_Metin Bölümü_:
Bu
sabah okumakta olduğum Kur’an sayfaları içinden el-Hacc 22/77-78. âyetleri sanki
Garibce’yi dürttü ve paylaşılması gereğine işaret eyledi.
Bir
iki gün önce bir ayetle yüzleşmiştim ve kendi kendime sanki
içinde bulunduğum haleti ruhiyeyi teselli için bana özel inmiş gibiydi demiştim.
Garibce
olarak ben Kur’an’ın anlama açısından doğrudan sanki bize iniyormuş gibi okunmasına
karşıyım. Doğru bir anlam elde edebilmek için mutlaka nüzul ortamına gitmemiz
gerekir, buna inanırım.
Ama
duygusal alanda ve kişisel tecrübeler olarak, herkesi ilgilendirecek genel
geçer anlamlar çıkarma çaba ve iddiası içinde olmaksızın Kur’an’ın her bir ayetinin bizim kendi
dünyamızda bir alaka ile sanki yeni iniyormuş gibi bize bir şeyler söylemiş
olmasını da yadırgamam ve hatta gerekli bulurum.

_Veriler_:

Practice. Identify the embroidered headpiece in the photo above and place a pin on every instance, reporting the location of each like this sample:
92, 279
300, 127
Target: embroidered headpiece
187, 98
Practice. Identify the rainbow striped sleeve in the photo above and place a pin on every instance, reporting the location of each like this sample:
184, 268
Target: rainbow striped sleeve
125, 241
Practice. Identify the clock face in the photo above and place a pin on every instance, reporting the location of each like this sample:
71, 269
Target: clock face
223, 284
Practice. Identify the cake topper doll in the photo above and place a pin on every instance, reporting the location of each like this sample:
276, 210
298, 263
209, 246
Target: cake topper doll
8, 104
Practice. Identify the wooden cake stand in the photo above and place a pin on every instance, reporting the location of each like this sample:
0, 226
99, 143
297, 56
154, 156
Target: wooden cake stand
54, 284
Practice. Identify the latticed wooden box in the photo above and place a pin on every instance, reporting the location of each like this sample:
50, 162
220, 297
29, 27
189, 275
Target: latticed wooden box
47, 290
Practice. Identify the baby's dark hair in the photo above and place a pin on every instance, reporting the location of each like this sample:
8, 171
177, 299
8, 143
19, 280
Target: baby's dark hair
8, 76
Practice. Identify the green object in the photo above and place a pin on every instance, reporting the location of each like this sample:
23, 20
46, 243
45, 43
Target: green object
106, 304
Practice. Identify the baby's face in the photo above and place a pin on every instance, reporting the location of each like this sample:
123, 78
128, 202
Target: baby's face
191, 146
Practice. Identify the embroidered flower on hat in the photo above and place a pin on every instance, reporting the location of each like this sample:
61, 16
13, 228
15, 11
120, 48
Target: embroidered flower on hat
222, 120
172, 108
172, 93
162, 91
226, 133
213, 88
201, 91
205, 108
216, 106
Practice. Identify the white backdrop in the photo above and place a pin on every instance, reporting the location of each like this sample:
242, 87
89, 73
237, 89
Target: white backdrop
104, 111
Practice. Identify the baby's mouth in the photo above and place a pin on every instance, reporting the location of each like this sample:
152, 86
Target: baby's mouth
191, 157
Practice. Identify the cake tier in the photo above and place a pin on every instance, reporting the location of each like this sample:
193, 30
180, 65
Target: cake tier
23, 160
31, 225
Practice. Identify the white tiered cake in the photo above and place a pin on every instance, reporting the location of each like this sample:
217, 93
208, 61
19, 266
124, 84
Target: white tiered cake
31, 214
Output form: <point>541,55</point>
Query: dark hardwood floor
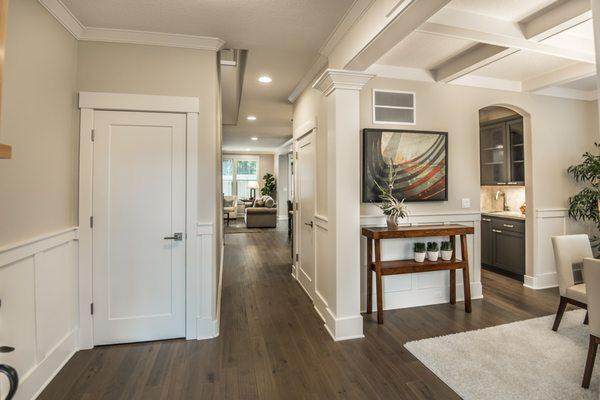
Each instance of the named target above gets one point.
<point>273,345</point>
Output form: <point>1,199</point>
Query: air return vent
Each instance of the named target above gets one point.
<point>394,107</point>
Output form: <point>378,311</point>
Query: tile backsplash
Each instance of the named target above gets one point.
<point>515,197</point>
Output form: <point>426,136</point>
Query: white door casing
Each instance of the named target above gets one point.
<point>139,199</point>
<point>306,194</point>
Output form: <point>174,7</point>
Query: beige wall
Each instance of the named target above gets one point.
<point>157,70</point>
<point>561,130</point>
<point>38,186</point>
<point>310,105</point>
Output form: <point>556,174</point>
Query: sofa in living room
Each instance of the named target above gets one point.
<point>262,214</point>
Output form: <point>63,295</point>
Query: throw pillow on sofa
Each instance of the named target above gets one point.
<point>269,202</point>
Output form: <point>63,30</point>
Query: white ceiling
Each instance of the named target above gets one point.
<point>487,21</point>
<point>508,10</point>
<point>283,38</point>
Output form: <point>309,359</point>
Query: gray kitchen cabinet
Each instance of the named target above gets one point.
<point>503,244</point>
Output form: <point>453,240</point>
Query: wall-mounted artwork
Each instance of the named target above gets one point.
<point>420,160</point>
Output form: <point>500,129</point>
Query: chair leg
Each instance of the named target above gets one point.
<point>559,313</point>
<point>589,364</point>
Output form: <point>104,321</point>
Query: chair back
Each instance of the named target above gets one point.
<point>569,250</point>
<point>591,274</point>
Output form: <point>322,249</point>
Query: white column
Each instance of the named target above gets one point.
<point>596,20</point>
<point>342,89</point>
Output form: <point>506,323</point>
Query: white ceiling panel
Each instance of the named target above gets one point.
<point>509,10</point>
<point>522,66</point>
<point>580,37</point>
<point>423,50</point>
<point>585,84</point>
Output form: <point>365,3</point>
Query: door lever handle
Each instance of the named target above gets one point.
<point>176,236</point>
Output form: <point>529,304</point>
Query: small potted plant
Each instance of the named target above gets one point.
<point>446,250</point>
<point>393,208</point>
<point>433,251</point>
<point>419,250</point>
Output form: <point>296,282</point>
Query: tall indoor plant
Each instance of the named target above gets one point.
<point>584,205</point>
<point>270,186</point>
<point>393,208</point>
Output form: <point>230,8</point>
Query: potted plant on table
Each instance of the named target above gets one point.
<point>419,251</point>
<point>433,251</point>
<point>446,250</point>
<point>393,208</point>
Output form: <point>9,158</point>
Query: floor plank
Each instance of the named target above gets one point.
<point>273,345</point>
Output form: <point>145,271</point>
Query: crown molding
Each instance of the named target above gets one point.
<point>334,79</point>
<point>83,33</point>
<point>356,11</point>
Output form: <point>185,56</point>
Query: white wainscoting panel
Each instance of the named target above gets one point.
<point>411,290</point>
<point>206,322</point>
<point>548,223</point>
<point>39,312</point>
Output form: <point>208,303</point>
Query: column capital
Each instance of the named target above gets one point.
<point>333,79</point>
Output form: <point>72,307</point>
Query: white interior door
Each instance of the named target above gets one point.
<point>306,206</point>
<point>138,203</point>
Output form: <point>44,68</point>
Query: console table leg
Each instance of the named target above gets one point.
<point>379,281</point>
<point>369,276</point>
<point>466,277</point>
<point>453,273</point>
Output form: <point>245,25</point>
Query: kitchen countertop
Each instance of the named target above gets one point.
<point>504,214</point>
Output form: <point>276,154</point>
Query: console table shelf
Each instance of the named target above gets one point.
<point>397,267</point>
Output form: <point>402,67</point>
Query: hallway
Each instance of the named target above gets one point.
<point>273,345</point>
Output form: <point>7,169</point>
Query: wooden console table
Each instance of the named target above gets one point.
<point>396,267</point>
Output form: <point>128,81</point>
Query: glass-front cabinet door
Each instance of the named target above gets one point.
<point>517,154</point>
<point>493,154</point>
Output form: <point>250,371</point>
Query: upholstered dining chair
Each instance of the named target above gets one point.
<point>569,252</point>
<point>591,273</point>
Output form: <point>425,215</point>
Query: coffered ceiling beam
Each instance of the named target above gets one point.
<point>483,29</point>
<point>470,60</point>
<point>382,27</point>
<point>556,18</point>
<point>560,77</point>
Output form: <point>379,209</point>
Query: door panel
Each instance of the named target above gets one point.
<point>306,195</point>
<point>138,201</point>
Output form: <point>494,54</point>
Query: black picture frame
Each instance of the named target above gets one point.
<point>372,164</point>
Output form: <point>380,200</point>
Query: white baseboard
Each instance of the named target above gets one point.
<point>543,281</point>
<point>36,380</point>
<point>423,297</point>
<point>207,328</point>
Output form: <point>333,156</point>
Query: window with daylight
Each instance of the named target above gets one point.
<point>238,172</point>
<point>394,107</point>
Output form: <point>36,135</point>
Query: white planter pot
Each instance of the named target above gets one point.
<point>420,257</point>
<point>433,255</point>
<point>446,255</point>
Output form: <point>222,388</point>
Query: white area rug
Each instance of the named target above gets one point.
<point>521,360</point>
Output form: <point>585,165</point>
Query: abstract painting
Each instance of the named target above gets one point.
<point>419,158</point>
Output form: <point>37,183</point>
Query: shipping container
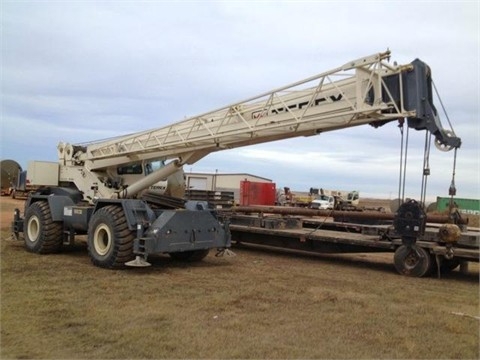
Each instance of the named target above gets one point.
<point>257,193</point>
<point>465,206</point>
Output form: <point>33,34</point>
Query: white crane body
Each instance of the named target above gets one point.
<point>365,91</point>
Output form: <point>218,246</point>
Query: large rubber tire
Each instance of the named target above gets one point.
<point>413,261</point>
<point>190,256</point>
<point>110,241</point>
<point>42,234</point>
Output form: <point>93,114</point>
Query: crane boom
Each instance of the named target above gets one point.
<point>368,90</point>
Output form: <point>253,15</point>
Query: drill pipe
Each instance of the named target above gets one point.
<point>440,219</point>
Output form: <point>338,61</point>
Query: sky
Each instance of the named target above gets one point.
<point>79,71</point>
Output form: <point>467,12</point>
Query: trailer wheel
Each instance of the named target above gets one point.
<point>190,256</point>
<point>42,234</point>
<point>413,261</point>
<point>110,242</point>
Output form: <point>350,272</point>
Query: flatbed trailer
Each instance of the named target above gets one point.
<point>324,235</point>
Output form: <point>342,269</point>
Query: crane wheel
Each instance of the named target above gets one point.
<point>190,256</point>
<point>110,241</point>
<point>42,234</point>
<point>413,261</point>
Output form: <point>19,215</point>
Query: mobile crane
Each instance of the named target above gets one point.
<point>100,184</point>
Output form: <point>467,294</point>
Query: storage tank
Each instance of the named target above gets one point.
<point>10,170</point>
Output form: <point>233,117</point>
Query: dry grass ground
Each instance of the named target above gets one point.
<point>259,304</point>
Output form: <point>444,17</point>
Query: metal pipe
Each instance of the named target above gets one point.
<point>441,219</point>
<point>150,179</point>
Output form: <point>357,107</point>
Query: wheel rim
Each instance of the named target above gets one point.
<point>33,229</point>
<point>102,239</point>
<point>411,260</point>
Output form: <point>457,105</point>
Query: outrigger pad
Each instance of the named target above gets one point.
<point>138,262</point>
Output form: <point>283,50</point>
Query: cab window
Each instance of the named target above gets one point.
<point>134,169</point>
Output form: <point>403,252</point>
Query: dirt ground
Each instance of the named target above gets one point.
<point>258,304</point>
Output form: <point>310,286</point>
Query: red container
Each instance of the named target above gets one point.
<point>257,193</point>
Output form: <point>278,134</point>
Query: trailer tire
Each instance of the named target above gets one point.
<point>42,234</point>
<point>413,261</point>
<point>110,241</point>
<point>190,256</point>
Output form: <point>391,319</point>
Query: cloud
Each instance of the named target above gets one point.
<point>83,71</point>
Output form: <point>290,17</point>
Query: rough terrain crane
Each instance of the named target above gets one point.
<point>101,185</point>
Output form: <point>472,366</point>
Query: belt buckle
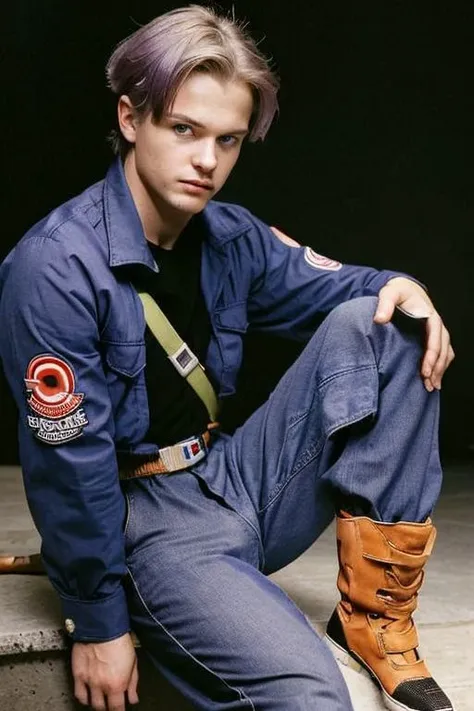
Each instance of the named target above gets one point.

_Görevler_:
a) Kayıtlarda "Output form: <point>425,215</point>" ifadesini içeren satır ile "<point>138,201</point>" ifadesini içeren satır arasındaki satırları, her ikisi de dahil olmak üzere, "door panel" yerine "door handle" koyarak yeniden yazınız; geri kalan her şeyi değiştirmeden bırakınız.
b) Kur’an’ın okunup anlaşılmasına dair metni, kaldığı yerden devam ettiriniz.

_Alıştırma Cevapları_:
a)
Output form: <point>425,215</point>
Query: coffered ceiling beam
Each instance of the named target above gets one point.
<point>483,29</point>
<point>470,60</point>
<point>382,27</point>
<point>556,18</point>
<point>560,77</point>
Output form: <point>379,209</point>
Query: door handle
Each instance of the named target above gets one point.
<point>306,195</point>
<point>138,201</point>

b)
Bu
kısa girizgâhtan sonra işte ayetimiz ve aklımıza doğan anlam haritası:
يَا أَيُّهَا الَّذِينَ آمَنُوا ارْكَعُوا وَاسْجُدُوا وَاعْبُدُوا رَبَّكُمْ
وَافْعَلُوا الْخَيْرَ لَعَلَّكُمْ تُفْلِحُونَ (77) وَجَاهِدُوا فِي اللَّهِ حَقَّ
جِهَادِهِ هُوَ اجْتَبَاكُمْ وَمَا جَعَلَ عَلَيْكُمْ فِي الدِّينِ مِنْ حَرَجٍ مِلَّةَ
أَبِيكُمْ إِبْرَاهِيمَ هُوَ سَمَّاكُمُ الْمُسْلِمِينَ مِنْ قَبْلُ وَفِي هَذَا لِيَكُونَ
الرَّسُولُ شَهِيدًا عَلَيْكُمْ وَتَكُونُوا شُهَدَاءَ عَلَى النَّاسِ فَأَقِيمُوا
الصَّلَاةَ وَآتُوا الزَّكَاةَ وَاعْتَصِمُوا بِاللَّهِ هُوَ مَوْلَاكُمْ فَنِعْمَ
الْمَوْلَى وَنِعْمَ النَّصِيرُ [الحج : 78]
Ey
inananlar rüku edin, hak divanında dik durun ama diklenmeyin, hakikate karşı
eğilin ve beliniz bükülsün,
Hakk’a
secde edin, mutlak gerçeklik karşısında saygının en büyük göstergesi olarak O’nun
huzurunda yerlere kapanın,
Rabbinize
kulluk edin, sadece Rab (sahip) olarak O’nu bilin, bu yolla tüm kullara ve
yücelttiğiniz her türlü putlara kul-köle ve esir olmaktan kurtulun,
Hayır
işleyin, mutlak güzelliğin ardına düşün, iyilik ve güzellik namına her ne varsa
yanında olun, mutlak hayrı ve mutlak güzelliği yaymaya çalışıp çabalayın.
Ancak
bu şekilde felaha erer; korktuklarınızdan emin umduklarınıza nail olursunuz.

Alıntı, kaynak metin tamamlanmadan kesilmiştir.